## start

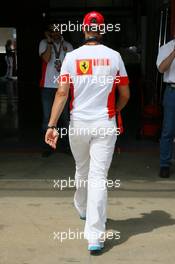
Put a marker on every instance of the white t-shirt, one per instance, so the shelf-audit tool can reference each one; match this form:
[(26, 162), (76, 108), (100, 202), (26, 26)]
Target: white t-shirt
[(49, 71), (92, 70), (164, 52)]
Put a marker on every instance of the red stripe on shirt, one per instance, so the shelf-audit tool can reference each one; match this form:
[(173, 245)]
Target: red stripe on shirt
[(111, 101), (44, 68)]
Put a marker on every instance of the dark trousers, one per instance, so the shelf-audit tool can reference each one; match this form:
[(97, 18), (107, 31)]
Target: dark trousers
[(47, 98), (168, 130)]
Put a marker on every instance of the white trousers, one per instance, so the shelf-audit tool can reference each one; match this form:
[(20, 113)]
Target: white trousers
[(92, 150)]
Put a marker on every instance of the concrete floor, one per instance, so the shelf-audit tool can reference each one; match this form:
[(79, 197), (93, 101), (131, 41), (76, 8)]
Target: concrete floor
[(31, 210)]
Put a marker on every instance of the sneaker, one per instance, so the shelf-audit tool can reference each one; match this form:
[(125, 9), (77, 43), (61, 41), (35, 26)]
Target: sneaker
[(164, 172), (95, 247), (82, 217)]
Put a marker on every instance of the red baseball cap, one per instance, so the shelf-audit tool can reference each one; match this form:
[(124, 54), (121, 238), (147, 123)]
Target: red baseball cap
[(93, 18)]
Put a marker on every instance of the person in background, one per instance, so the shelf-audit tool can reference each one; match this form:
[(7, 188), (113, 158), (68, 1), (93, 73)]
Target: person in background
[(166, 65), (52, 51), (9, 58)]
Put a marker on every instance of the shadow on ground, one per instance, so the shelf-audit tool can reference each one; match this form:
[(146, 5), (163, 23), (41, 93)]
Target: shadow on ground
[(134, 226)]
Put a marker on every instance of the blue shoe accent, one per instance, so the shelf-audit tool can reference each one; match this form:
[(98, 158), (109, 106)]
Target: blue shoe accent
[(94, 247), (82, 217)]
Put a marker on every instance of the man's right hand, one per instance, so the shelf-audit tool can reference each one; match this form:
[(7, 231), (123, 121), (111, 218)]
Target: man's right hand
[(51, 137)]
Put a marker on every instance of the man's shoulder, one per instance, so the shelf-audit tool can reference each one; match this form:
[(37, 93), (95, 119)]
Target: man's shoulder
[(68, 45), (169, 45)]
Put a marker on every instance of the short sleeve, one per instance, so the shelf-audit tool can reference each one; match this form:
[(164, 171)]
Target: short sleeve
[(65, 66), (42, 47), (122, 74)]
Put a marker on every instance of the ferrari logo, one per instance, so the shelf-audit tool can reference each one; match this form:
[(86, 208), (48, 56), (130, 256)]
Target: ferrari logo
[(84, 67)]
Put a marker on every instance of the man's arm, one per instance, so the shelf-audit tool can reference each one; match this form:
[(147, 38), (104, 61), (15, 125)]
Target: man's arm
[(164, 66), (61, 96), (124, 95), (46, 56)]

## end

STATED PROBLEM » Render the lines from the start of the entries up to and including the line that contains "[(166, 65), (52, 51), (9, 58)]" as a Markdown table with the columns Row and Entry Line, omitting blank lines and leaving the pictures out.

RESULT »
| Row | Entry Line |
|---|---|
| 1 | Put a marker on every instance of the white t-shirt, one per instance, so the shelf-audit tool can reference each one; match this form: |
| 2 | [(26, 162), (76, 108), (100, 202), (26, 26)] |
| 3 | Target: white t-shirt |
| 4 | [(49, 71), (92, 70), (164, 52)] |
| 5 | Put a marker on every instance of the red stripe on shirt, one per instance, so the shelf-audit tool can reference each one; match this form: |
| 6 | [(173, 245)] |
| 7 | Target: red stripe on shirt |
| 8 | [(111, 101), (44, 68)] |
| 9 | Put a marker on every instance of the dark trousers, one per instance, so the shelf-audit tool can reference each one; match this form: |
| 10 | [(97, 18), (107, 31)] |
| 11 | Target: dark trousers |
| 12 | [(47, 98), (168, 130)] |
| 13 | Put a marker on every instance of the white trousers, one per instance, so the shelf-audit tool can reference each one; match this form: |
| 14 | [(20, 113)] |
| 15 | Target: white trousers |
| 16 | [(92, 150)] |
| 17 | Put a marker on every instance of the concrete floor, one per instance, so the shelf-audit tool can reference each one; match this form: |
| 18 | [(79, 197), (93, 101), (131, 41), (76, 8)] |
| 19 | Target: concrete floor |
| 20 | [(31, 210)] |
| 21 | Put a marker on every instance of the sneaker, one per instance, so the shelf-audit tool can reference each one; match this form: |
| 22 | [(125, 9), (77, 43), (61, 41), (35, 26)] |
| 23 | Target: sneaker |
| 24 | [(164, 172), (95, 247), (82, 217)] |
| 25 | Put a marker on every instance of the red baseball cap, one per instance, so the shelf-audit tool can reference each one; match this form: |
| 26 | [(124, 54), (121, 238), (147, 123)] |
| 27 | Target: red baseball cap |
| 28 | [(93, 18)] |
| 29 | Put a marker on every instance of the person in background, one per instance, so the shelf-audit tool can reference each one; match this form: |
| 30 | [(7, 188), (113, 158), (68, 1), (93, 73)] |
| 31 | Target: person in background |
| 32 | [(166, 65), (52, 51), (9, 58)] |